GIVEN DATA:
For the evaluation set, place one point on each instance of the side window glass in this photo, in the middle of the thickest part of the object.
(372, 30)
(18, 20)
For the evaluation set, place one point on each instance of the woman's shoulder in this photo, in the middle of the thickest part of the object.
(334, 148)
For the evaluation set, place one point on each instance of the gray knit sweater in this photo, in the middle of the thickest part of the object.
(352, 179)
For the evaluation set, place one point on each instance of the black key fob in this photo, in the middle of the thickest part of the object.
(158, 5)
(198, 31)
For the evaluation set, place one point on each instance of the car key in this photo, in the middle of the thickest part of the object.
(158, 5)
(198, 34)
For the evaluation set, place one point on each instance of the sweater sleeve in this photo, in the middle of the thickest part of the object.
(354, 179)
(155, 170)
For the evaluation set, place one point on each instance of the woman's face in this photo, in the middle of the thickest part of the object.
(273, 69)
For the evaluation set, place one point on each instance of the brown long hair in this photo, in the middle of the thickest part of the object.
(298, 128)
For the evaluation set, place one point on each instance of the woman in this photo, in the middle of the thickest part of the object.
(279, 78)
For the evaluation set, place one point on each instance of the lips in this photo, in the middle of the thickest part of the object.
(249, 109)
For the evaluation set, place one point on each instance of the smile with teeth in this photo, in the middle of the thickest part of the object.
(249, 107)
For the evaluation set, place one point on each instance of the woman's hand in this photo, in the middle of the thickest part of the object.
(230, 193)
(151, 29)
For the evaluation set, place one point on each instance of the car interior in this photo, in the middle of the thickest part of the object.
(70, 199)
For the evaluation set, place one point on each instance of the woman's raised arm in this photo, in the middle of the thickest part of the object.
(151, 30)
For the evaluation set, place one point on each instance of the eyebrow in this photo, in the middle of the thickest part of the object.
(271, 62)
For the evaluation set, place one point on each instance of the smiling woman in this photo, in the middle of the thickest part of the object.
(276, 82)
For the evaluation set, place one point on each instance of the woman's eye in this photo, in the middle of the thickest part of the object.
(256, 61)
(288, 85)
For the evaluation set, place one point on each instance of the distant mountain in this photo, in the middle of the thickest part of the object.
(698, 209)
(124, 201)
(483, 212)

* * *

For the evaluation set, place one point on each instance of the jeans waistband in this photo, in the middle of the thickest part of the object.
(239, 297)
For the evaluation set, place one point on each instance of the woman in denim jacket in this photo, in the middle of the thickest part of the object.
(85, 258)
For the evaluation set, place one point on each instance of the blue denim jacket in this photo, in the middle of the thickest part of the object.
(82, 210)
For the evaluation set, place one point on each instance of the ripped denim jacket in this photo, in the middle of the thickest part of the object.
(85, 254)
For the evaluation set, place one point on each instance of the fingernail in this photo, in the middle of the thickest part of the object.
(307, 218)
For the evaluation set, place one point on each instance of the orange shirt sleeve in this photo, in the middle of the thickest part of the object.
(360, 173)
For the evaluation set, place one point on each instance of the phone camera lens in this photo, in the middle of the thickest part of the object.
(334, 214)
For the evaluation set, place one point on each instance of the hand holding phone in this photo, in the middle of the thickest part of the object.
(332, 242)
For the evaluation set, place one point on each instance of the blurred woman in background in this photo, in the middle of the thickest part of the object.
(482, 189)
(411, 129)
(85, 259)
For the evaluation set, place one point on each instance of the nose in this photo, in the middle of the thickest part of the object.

WHAT TO PRODUCE: Put everything from the line containing "of the orange" down to the line containing "of the nose", both included, into a numbered list, omitting any blank lines.

COMPLETE RESPONSE:
1. For the evaluation set, place one point on each instance of the orange shirt sleeve in this photo, in the middle of the thickest part of the object.
2. (360, 173)
3. For the evaluation set, place one point on each instance of the phone camera lens in this photo, in the middle of the thickest part of the object.
4. (334, 214)
5. For the evaluation set, place one point on each instance of the hand holding phone in this photo, in the middle of the thickest part of the object.
6. (332, 242)
7. For the evaluation set, place one point on each instance of the blurred woman in background in this photo, in the middle of the thickest part of the object.
8. (482, 189)
9. (411, 129)
10. (85, 259)
11. For the evaluation set, place one point on each instance of the nose in this photo, in the middle of the thickest part of the object.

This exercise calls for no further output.